Texto base:
****************************************

A vida foi destituída de qualquer significado no drama encenado em No mundo de 2020. Dessacralizada ao extremo, tornou-se pura imanência. A mesma situação de plena descaracterização envolve a morte. O processo de desumanização aboliu as vigílias, cerimônias e rituais fúnebres. Os cadáveres, tratados como lixo, são simplesmente recolhidos e despachados. Não são chorados por ninguém. Mas, paradoxalmente, o governo oferece gratuitamente os serviços do Lar, instituição que proporciona ao cidadão cansado e/ou impossibilitado de viver, a oportunidade de uma eutanásia indolor e digna, antecedida por vinte minutos de belíssima e elevada sublimação, preparada segundo os desejos do interessado.


O prólogo de No mundo de 2020 é uma sucessão de fotografias que ilustra a acelerada decomposição da qualidade de vida no planeta desde a consolidação da Revolução Industrial. Mostra a paulatina destruição da natureza, paralela à crescente desumanização do espaço. A seguir começa propriamente o filme. As primeiras imagens revelam de pronto a plataforma narrativa de Richard Fleischer. O diretor optou por uma cenografia sombria, seca, desencantada e deprimente, sugestiva de uma atmosfera carregada e envenenada.


O assassinato de William R. Simonson (Cotten)   sócio da Soylent Corporation mal informado sobre o sistema de produção da companhia  dá partida à trama. O policial Thorn (Heston), responsável pelo caso, descobre: a vítima estava ciente de que seria morta e, mesmo assim, conformou-se à situação. De fato, diante do assassino Gilbert (Young), Simonson classificou o próprio fim como necessário, único modo de evitar uma provável catástrofe. Ao investigador, a “mobília” Shirl (Taylor-Young) revela que o patrão entrara recentemente em estado de profunda e inexplicável depressão. Na verdade, o empresário tomou conhecimento de um processo de horror. Em busca de alívio, confessou suas angústias a um padre (Kilpatrick): o segredo da fabricação do soylent verde. A revelação deixa o religioso desesperado. Thorn o procura em busca de pistas, mas esbarra na barreira ética do sigilo de confissão. Mesmo assim, percebeu que o assunto deixou o sacerdote visivelmente abalado. Este, logo é assassinado, a mando da Soylent Corporation.

****************************************

Dados fornecidos:
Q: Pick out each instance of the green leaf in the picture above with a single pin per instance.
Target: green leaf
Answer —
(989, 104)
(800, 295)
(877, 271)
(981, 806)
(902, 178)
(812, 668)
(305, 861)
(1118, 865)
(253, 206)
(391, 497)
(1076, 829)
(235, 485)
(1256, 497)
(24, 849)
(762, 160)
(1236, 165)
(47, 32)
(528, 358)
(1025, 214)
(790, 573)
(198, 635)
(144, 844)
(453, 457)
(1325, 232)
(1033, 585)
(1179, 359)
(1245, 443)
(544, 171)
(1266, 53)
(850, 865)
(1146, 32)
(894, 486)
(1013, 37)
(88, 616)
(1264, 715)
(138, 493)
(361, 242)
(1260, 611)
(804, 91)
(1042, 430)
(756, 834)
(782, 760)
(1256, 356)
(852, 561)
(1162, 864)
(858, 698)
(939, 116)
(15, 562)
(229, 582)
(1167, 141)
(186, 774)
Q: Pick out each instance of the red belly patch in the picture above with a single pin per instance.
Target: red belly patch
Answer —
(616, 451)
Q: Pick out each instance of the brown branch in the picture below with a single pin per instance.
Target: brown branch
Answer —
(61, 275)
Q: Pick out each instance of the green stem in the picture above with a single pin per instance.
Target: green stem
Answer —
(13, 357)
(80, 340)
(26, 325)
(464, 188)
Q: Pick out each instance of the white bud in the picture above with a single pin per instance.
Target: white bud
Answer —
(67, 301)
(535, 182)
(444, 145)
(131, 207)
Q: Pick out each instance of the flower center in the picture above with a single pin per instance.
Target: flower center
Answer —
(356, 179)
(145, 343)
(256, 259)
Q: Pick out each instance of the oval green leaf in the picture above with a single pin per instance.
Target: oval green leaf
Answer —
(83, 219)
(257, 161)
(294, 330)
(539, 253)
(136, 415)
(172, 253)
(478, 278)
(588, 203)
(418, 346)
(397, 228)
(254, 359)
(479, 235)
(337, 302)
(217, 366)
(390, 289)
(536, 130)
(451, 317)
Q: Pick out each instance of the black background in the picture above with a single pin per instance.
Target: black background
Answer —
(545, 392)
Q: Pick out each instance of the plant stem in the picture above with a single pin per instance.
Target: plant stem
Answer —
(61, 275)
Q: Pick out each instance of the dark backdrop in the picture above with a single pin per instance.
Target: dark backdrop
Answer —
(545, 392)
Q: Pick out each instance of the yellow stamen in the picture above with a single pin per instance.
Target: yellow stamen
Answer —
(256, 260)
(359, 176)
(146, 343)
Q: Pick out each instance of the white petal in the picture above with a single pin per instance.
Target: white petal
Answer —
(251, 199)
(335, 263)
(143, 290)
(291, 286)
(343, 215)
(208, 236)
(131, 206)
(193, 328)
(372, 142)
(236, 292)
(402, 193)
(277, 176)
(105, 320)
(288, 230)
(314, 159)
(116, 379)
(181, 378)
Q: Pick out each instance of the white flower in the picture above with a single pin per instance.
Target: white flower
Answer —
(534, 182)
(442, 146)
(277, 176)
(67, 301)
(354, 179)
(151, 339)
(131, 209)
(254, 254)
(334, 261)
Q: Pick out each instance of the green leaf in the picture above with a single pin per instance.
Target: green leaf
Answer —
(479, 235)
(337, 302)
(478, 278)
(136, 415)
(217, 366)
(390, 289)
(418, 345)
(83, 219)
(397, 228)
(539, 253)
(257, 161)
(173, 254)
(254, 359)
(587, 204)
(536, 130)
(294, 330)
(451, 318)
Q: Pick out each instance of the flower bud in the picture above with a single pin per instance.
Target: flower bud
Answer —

****************************************

Lista de exercícios:
A: Na listagem, troque "Pick out" por "Mark" nas linhas que vão da que contém "Q: Pick out each instance of the plant" até o final da listagem, incluindo as duas pontas. Devolva só essas linhas, com todo o resto igual.
B: Dê continuidade ao texto sobre o filme No mundo de 2020, começando logo depois da última frase.

Respostas do exercício:
A:
Q: Mark each instance of the plant stem in the picture above with a single pin per instance.
Target: plant stem
Answer —
(61, 275)
Q: Mark each instance of the dark backdrop in the picture above with a single pin per instance.
Target: dark backdrop
Answer —
(545, 392)
Q: Mark each instance of the yellow stamen in the picture above with a single pin per instance.
Target: yellow stamen
Answer —
(256, 260)
(359, 176)
(146, 343)
Q: Mark each instance of the white petal in the picture above with a single pin per instance.
Target: white petal
Answer —
(251, 199)
(335, 263)
(143, 290)
(291, 286)
(343, 215)
(208, 236)
(131, 206)
(193, 328)
(372, 142)
(236, 292)
(402, 193)
(277, 176)
(105, 320)
(288, 230)
(314, 159)
(116, 379)
(181, 378)
Q: Mark each instance of the white flower in the picture above with a single pin per instance.
Target: white flower
Answer —
(534, 182)
(442, 146)
(277, 176)
(67, 301)
(354, 179)
(151, 339)
(131, 209)
(254, 254)
(334, 261)
Q: Mark each instance of the green leaf in the picture above with a single pin per instance.
Target: green leaf
Answer —
(479, 235)
(337, 302)
(478, 278)
(136, 415)
(217, 366)
(390, 289)
(418, 345)
(83, 219)
(397, 228)
(539, 253)
(257, 161)
(173, 254)
(254, 359)
(587, 204)
(536, 130)
(294, 330)
(451, 318)
Q: Mark each instance of the flower bud in the picture above with a single pin per instance.
Target: flower bud
Answer —

B:
O policial Thorn (Charlton Heston), na residência do empresário assassinado, fascinado com o perfume do sabonete e as comodidades da água corrente

O vigilante Tab Fielding (Chuck Connors) e a "mobília" Shirl (Leigh Taylor-Young)

O padre (Lincoln Kilpatrick)

Thorn divide o apartamento com um amigo, o velho Sol Roth (Robinson) que o auxilia na retaguarda das investigações, como se fosse uma central de inteligência. Roth pesquisa evidências, esclarece pistas, complementa informações. É o personagem que, pode-se dizer, humaniza o mundo aviltado de 2020. Traz na lembrança a vida na Terra anterior à atual fase de degradação. Implacável, formula um julgamento desesperançado: “As pessoas sempre foram podres, mas o mundo era lindo”. Diante das raras folhas de papel em branco que recebe de Thorn, recorda emocionado a época em que as editoras funcionavam e imprimiam os mais variados livros. Sol Roth marca presença nos melhores momentos de No mundo de 2020. É antológica a sequência em que degusta uma refeição à base de alguma carne, legumes mirrados e poucas frutas, alimentos de verdade que há anos não provava e que Thorn confessa nunca ter experimentado. O mesmo Sol deixa o espectador com água na boca quando extravasa sincero prazer ao provar restos de geleia de morango retidos numa colher. Mas nada se compara à seqüência de sua morte. Desgostoso após descobrir a verdadeira composição do soylent verde, o personagem de Robinson resolve ir para o Lar. Encomenda uma eutanásia ao som de música clássica ligeira, ilustrada durante um terço de hora por delirantes imagens de montanhas nevadas, fundos de mar repletos de cardumes coloridos, crepúsculos, horizontes ocupados por pássaros em revoada, florestas verdejantes, animais convivendo em seu habitat. São vistas de uma Terra que não existe mais, cenas que a memória confrontada pela dura realidade converteu em Paraíso. Alertado por um bilhete, Thorn chega a tempo de acompanhar o falecimento consentido de Sol. Extasia-se diante da beleza das imagens projetadas para o amigo. Enquanto isso, ouve a verdade sobre o caso que investiga. A revelação está fechada à audição do espectador.


Thorn (Charlton Heston e Sol Roth (Edward G. Robinson)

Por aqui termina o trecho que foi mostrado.